Dataset entries:
• • • •
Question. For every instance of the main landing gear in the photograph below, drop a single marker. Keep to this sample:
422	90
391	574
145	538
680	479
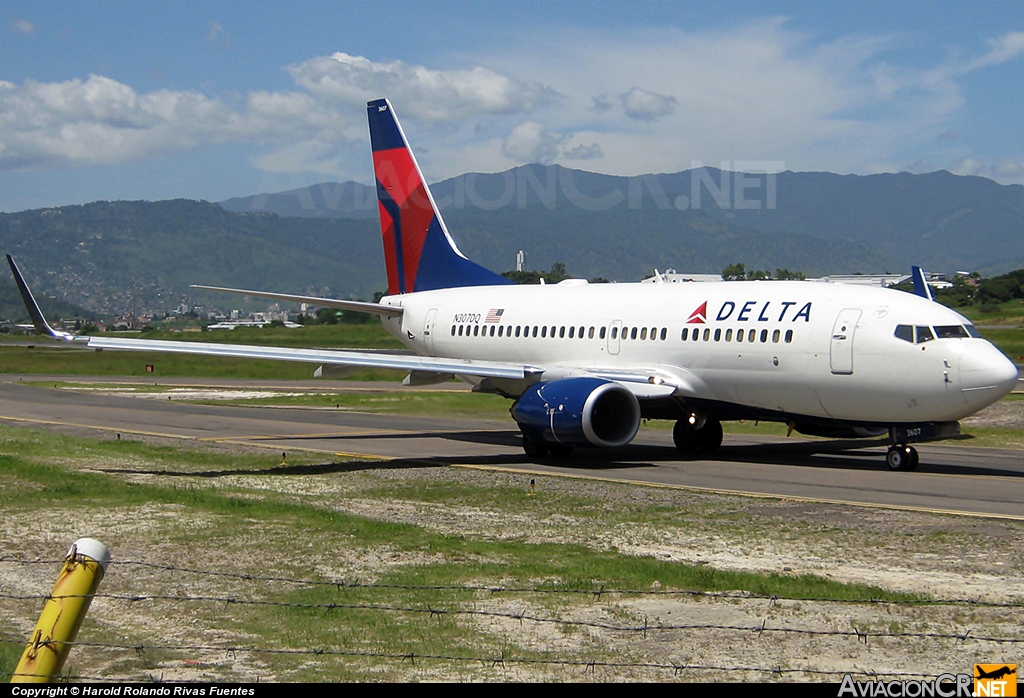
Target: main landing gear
696	435
902	456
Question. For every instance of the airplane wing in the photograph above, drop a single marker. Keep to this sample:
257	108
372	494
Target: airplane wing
367	359
38	321
644	384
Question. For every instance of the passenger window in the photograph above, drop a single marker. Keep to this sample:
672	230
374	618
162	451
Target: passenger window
905	333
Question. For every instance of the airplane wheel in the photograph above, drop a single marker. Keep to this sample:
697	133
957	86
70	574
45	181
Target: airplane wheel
710	436
560	450
901	457
684	437
535	448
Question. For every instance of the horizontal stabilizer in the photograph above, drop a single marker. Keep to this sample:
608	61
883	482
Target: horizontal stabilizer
354	306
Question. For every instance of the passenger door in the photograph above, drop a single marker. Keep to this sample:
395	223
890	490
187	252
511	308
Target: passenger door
841	351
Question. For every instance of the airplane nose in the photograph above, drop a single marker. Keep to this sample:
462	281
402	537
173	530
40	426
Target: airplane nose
986	375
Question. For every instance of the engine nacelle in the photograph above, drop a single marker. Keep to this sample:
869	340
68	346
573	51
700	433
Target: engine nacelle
579	411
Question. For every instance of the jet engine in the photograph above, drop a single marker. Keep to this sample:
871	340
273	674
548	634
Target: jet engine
578	411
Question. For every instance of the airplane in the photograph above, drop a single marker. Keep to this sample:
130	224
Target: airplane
585	362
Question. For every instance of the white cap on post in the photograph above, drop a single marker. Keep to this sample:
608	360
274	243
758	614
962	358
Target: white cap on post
94	550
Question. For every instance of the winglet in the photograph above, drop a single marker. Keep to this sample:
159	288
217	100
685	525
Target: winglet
42	328
921	287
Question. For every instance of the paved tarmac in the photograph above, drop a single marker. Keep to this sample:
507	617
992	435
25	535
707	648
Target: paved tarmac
• • • •
Give the entries again exactly, but skip every image.

Response to this task:
Question. For every instance of the main landing gear in the photograph below, drop a single marker. Keep to this sample:
422	90
391	574
145	538
680	479
Target: main landing gear
696	435
902	456
Question. For every instance of the airplane wing in the photograph above, drop a single marker. Keep to this sample:
257	108
372	494
Target: airplane wing
367	359
38	321
644	384
Question. For every instance of the passenger window in the photograph above, drop a single marker. Keep to this sample:
672	230
374	618
162	451
Target: passenger window
905	333
Question. For every instance of the airplane wheel in the photograph above, drop a single marker. Keep to this sample:
697	133
957	86
70	574
45	181
Target: airplane wheel
710	436
560	450
901	457
684	437
535	448
Question. For every instance of the horizontal stabilizer in the photograph above, drop a single marker. Keep to this sample:
608	61
883	482
Target: horizontal stabilizer
354	306
Question. For every instance of the passenger door in the photograph above, drop a single marker. Keep to this sample:
395	223
890	490
187	252
511	308
Target: passenger door
841	351
Question. For every instance of the airplane nose in the photograph above, drop a single marker. Keep to this sample:
462	281
402	537
173	530
40	426
Target: airplane nose
986	375
Question. For every instance of the engine nacelle in the photograph above, drop a single marker. Keep to this sample:
869	340
68	346
573	51
700	433
Target: engine nacelle
579	411
Question. For every instance of the jet engine in the photograph above, drop a single marker. Keep to this sample:
871	340
273	674
548	634
Target: jet engine
578	411
Question. For every instance of the airplane in the photograph above, drop a single marker. Keep to this sample:
130	224
Target: airplane
585	362
Question. For every instance of the white cap on post in the photograph above, drop a single marker. Keep to this sample:
608	360
274	243
758	614
962	358
Target: white cap on post
94	550
Question. For every instance of the winglet in the photograph above, drop a single marker. Keep to this sample:
159	288
217	100
685	525
Target: winglet
42	328
921	287
Question. For every instance of the paved tarmac in the photograph above, drop a single marker. Keep to this sample:
507	617
992	435
25	535
707	648
Target: paved tarmac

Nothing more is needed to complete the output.